◆ DIRECTIONS
1. Revise the passage on fathers and marriage starting with "Up until the" and going on through "the statistical norm.", putting "binding agreement" in place of "sacred contract".
2. In the passage on fathers and marriage, what share of children have no contact at all with their fathers a few years after a divorce?

◆ TEXT SEGMENT
###

David Popenoe, Families Without Fathers

Following divorce, the quality and quantity of the time that children spend with their fathers sharply declines. In the book Divided Families, Frank Furstenberg and Andrew Cherlin explain that after a few years of a divorce only one in ten children have weekly contact with their fathers, while two thirds have no contact at all. Yet even with divorced fathers who maintain contact, most often it is sporadic and superficial and of little to no benefit to the child. In other words, while the mother-child bond is a primal bond that is rarely if ever broken, a man’s bond to his children is heavily dependent on whether he is still in a relationship with the mother.  

“Men tend to view marriage and childrearing as a single package. If their marriage deteriorates, their fathering deteriorates. If they are not married or are divorced, their interest in and sense of responsibility toward children greatly diminish.” 

David Popenoe, Families Without Fathers

It is because men tend to view marriage and fatherhood as a single package that virtually every society in history has placed great emphasis on the institution of marriage, the primary function of which is to create socially binding ties which hold a man to his wife, for the benefit of the children. Or as Popenoe writes: 

“Men have the capacity to father but also the capacity to stray…so all successful societies have imposed social sanctions on men to encourage their fathering behavior. By far the most important of these sanctions is the institution of marriage, the most universally found social institution of all…” 

David Popenoe, Families Without Fathers

Up until the mid-20th century, marriage was held to be a sacred contract between a man and woman that was only broken in the most extreme of situations. Since then, the institution of marriage has rapidly deteriorated. Today many people avoid marriage, and of those who do marry, divorce is the statistical norm.

###

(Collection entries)
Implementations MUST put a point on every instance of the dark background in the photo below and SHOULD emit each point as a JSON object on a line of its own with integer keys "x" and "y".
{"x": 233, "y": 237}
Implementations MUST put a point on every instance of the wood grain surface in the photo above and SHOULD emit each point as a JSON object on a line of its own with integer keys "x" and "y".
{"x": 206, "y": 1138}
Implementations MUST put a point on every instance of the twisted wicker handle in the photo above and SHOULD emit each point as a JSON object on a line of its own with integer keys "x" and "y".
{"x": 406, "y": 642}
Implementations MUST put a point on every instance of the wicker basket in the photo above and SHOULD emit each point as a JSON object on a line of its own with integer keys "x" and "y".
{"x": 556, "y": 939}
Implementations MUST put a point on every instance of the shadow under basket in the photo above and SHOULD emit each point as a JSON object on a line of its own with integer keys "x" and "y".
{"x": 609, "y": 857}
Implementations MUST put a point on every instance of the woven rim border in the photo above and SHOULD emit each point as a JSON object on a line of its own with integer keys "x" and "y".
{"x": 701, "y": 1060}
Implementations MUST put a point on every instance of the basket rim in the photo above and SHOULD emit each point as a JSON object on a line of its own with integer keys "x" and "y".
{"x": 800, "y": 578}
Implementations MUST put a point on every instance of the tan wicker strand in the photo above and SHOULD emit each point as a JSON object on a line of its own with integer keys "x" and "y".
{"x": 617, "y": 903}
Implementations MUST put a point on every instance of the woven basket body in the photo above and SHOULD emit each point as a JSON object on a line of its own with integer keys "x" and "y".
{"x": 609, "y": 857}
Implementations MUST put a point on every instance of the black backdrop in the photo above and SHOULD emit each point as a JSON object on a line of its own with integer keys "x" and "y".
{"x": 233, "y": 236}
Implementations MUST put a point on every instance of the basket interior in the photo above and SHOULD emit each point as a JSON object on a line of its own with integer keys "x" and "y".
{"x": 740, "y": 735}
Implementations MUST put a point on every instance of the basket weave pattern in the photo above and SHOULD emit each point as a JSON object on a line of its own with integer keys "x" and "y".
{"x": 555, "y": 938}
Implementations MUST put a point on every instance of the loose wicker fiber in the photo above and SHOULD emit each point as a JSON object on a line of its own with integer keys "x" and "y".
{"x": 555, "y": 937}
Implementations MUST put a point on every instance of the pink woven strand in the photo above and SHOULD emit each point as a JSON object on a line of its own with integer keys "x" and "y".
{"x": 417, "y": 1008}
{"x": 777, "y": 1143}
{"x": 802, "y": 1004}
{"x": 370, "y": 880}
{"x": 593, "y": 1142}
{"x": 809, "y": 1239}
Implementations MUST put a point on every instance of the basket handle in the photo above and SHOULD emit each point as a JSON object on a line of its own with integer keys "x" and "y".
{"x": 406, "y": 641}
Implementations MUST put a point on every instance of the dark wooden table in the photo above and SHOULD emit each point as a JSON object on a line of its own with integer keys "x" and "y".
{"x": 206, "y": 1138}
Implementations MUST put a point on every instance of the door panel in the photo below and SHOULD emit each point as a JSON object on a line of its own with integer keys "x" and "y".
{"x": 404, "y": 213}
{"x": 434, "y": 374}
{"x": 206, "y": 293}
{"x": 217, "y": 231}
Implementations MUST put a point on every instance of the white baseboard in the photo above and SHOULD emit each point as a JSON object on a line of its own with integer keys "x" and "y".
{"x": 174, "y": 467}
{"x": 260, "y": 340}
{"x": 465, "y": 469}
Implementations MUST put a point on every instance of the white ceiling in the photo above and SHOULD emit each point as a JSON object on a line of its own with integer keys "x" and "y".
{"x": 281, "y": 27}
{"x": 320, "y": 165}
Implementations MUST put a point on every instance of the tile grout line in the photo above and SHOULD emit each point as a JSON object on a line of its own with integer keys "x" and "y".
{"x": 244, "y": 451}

###

◆ ANSWERS FOR THE TASKS
1.
Up until the mid-20th century, marriage was held to be a binding agreement between a man and woman that was only broken in the most extreme of situations. Since then, the institution of marriage has rapidly deteriorated. Today many people avoid marriage, and of those who do marry, divorce is the statistical norm.

2. Two thirds.